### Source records
>>

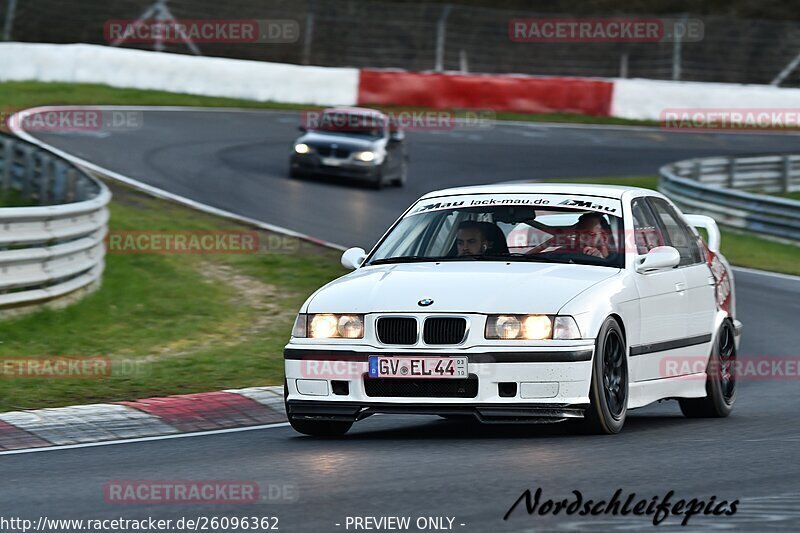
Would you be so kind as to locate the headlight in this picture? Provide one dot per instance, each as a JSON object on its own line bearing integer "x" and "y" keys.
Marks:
{"x": 531, "y": 327}
{"x": 329, "y": 326}
{"x": 366, "y": 157}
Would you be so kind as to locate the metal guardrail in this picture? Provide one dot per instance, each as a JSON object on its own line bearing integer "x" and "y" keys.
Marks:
{"x": 722, "y": 188}
{"x": 54, "y": 248}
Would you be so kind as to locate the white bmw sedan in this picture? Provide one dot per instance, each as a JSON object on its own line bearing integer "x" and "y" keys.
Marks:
{"x": 521, "y": 303}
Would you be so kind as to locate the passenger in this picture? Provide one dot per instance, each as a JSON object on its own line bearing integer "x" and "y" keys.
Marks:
{"x": 593, "y": 233}
{"x": 471, "y": 239}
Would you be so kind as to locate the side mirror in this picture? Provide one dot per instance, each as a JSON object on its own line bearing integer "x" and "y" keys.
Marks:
{"x": 658, "y": 258}
{"x": 353, "y": 258}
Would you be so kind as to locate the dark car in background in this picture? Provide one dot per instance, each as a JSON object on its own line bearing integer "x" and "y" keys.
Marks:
{"x": 350, "y": 142}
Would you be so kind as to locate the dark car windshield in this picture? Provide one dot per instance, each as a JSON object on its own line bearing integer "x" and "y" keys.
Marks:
{"x": 515, "y": 232}
{"x": 362, "y": 125}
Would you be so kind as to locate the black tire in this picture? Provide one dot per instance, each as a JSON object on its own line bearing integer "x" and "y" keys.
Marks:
{"x": 378, "y": 183}
{"x": 608, "y": 394}
{"x": 403, "y": 177}
{"x": 721, "y": 380}
{"x": 320, "y": 428}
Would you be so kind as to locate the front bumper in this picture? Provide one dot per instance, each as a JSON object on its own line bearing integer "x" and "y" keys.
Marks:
{"x": 548, "y": 385}
{"x": 312, "y": 164}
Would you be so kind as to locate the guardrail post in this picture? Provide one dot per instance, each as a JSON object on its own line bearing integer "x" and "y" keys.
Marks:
{"x": 8, "y": 162}
{"x": 28, "y": 173}
{"x": 59, "y": 183}
{"x": 70, "y": 192}
{"x": 46, "y": 183}
{"x": 786, "y": 175}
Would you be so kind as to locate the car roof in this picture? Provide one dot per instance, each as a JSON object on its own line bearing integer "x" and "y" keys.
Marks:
{"x": 354, "y": 111}
{"x": 588, "y": 189}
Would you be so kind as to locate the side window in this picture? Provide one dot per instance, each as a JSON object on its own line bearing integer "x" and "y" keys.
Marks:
{"x": 677, "y": 232}
{"x": 646, "y": 233}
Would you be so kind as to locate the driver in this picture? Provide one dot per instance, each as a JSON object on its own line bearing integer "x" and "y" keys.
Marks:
{"x": 471, "y": 239}
{"x": 593, "y": 232}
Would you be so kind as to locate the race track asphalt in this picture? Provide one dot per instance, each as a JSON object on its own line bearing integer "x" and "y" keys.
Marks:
{"x": 425, "y": 466}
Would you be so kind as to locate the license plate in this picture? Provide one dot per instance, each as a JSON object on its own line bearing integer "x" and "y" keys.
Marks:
{"x": 331, "y": 162}
{"x": 417, "y": 367}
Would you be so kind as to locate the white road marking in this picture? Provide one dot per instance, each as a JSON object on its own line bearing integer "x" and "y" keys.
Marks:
{"x": 149, "y": 189}
{"x": 789, "y": 277}
{"x": 145, "y": 439}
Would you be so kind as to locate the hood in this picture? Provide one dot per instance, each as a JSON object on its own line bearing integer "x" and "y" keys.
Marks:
{"x": 347, "y": 142}
{"x": 458, "y": 287}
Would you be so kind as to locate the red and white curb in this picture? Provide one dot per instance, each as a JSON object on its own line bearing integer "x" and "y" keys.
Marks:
{"x": 150, "y": 417}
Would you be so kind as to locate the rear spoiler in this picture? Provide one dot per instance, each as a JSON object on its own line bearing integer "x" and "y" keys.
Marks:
{"x": 710, "y": 225}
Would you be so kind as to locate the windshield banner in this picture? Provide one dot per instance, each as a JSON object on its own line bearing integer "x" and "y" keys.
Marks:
{"x": 607, "y": 206}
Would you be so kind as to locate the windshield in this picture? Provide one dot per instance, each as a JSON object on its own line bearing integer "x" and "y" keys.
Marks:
{"x": 535, "y": 228}
{"x": 364, "y": 125}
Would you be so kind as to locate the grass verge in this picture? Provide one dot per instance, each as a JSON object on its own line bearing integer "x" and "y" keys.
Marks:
{"x": 170, "y": 324}
{"x": 15, "y": 96}
{"x": 740, "y": 248}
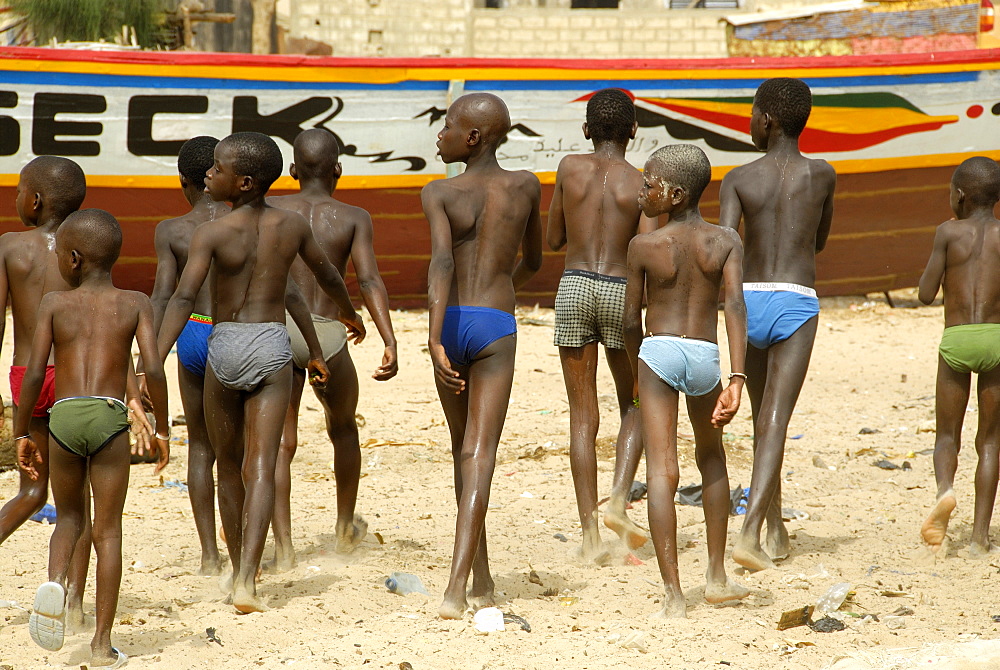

<<

### Aim of the exercise
Return the entries above exactly, skipping any images.

### Output of the task
Would you be so kind as to locate the headlight in this picture? Provide one dot per instance, each as a JSON object on its own line bearing integer "x" and "y" keys.
Marks:
{"x": 531, "y": 327}
{"x": 329, "y": 326}
{"x": 366, "y": 157}
Would you be so kind as to locate the metal guardrail in this picture? Provide one dot per instance, each as a JSON object on its own line bearing integer "x" and "y" keys.
Marks:
{"x": 722, "y": 188}
{"x": 54, "y": 248}
Would you be so kind as to locate the white bmw sedan in this picture? Provide one dot per instance, each as a JSON object on its own line bearing integer "x" and "y" keys.
Marks:
{"x": 521, "y": 303}
Would you be so kind as to locate the passenger in this picture? Provide one dot per instance, each as a JSON object on its own line bearing integer "x" and "y" keys.
Marks:
{"x": 593, "y": 233}
{"x": 471, "y": 239}
Would you be so kind as to locate the side mirror in this picture? Provide one dot per instance, each as a JSON object on its own line bearing integer "x" and "y" keys.
Marks:
{"x": 658, "y": 258}
{"x": 353, "y": 258}
Would you be so kind as to locate the dark car in background in this picture? Provide one dot per instance, each as a JSON object on its own line bearing integer "x" and "y" keys.
Marks:
{"x": 350, "y": 142}
Would you be so kind as to locate the dark car windshield in this picture? Provide one dot per instance, each as a JSON object on its own line bearing integer "x" and "y" keys.
Marks:
{"x": 515, "y": 232}
{"x": 362, "y": 125}
Would you be so kind as to locate the black tire in this picture? Provide one dot per instance, each as a JSON object on its own line bearing integer "x" and "y" keys.
Marks:
{"x": 378, "y": 183}
{"x": 608, "y": 394}
{"x": 403, "y": 177}
{"x": 721, "y": 380}
{"x": 320, "y": 428}
Would you be so kind as to locate the front bumper in this picture? Provide one dot per instance, each as a JSON object on its own line bearing integer "x" and "y" keys.
Marks:
{"x": 548, "y": 385}
{"x": 312, "y": 164}
Would you be so kind as to locate the guardrail post in this picture? Provide one dot per instance, each as a JSON object on its own line bearing integer "x" and "y" keys.
Marks:
{"x": 8, "y": 162}
{"x": 28, "y": 173}
{"x": 59, "y": 183}
{"x": 70, "y": 192}
{"x": 46, "y": 183}
{"x": 786, "y": 175}
Would you be so kind as to locate the car roof in this picture? Provide one dot per instance, each as a JSON object on its own line bearing integer "x" and "y" keys.
Marks:
{"x": 354, "y": 111}
{"x": 588, "y": 189}
Would you be so kind as to locate the side window in this picture? Provide one dot per instance, each as a JSON object on its own line bearing integer "x" and "y" keys.
Marks:
{"x": 677, "y": 232}
{"x": 646, "y": 233}
Would you be so kind as to locate the driver in this picture? Provide one dot per instance, each as a JSON object on its own line bearing integer "x" and "y" keys.
Marks:
{"x": 471, "y": 239}
{"x": 593, "y": 232}
Would you be so kind as to locate the race track asphalt in this picture? Provide one dot per instance, each as a JSON object on its own line bearing integer "x" and "y" keys.
Marks:
{"x": 425, "y": 466}
Would you be so kind as to locate the license plate in this picture? Provide one dot per instance, each as a JSON object on its own line bearing integer "x" and "y" keys.
Marks:
{"x": 331, "y": 162}
{"x": 417, "y": 367}
Would you be so kind as to locate the white road marking in this picture? Provide one dot per instance, each as a JSON object on its own line bearing integer "x" and "y" keys.
Marks:
{"x": 149, "y": 189}
{"x": 789, "y": 277}
{"x": 145, "y": 439}
Would you be so kind as to locate the hood in this picture? Provide one dot per instance, each as a JSON object on its own line bearing integer "x" and "y" keys.
Marks:
{"x": 347, "y": 142}
{"x": 458, "y": 287}
Would you be so kind as to locate the red and white curb in this picture? Provide one dot per instance, each as a JSON object on its own line bearing integer "x" and "y" keys.
Marks:
{"x": 150, "y": 417}
Would you be so kind as to locate the rear spoiler in this picture? Provide one dot per instance, each as a JSON object on its own line bearing integer "x" and "y" keys.
Marks:
{"x": 710, "y": 225}
Would you be so kind as to locate the windshield banner in this picture? Provide one dot per instance, each as a JSON object on its own line bearing integer "x" and "y" keys.
Marks:
{"x": 607, "y": 206}
Would you be so kind as to locate the windshield in this picture? Provide one dot per instance, each as a JSON object on its own line bearing integer "x" and "y" keys.
Marks:
{"x": 535, "y": 228}
{"x": 364, "y": 125}
Would you be so kind as to locate the grass verge in this picture? Provide one dot per instance, each as a JSON object on its own line bearing integer "x" and "y" keys.
Marks:
{"x": 170, "y": 324}
{"x": 15, "y": 96}
{"x": 740, "y": 248}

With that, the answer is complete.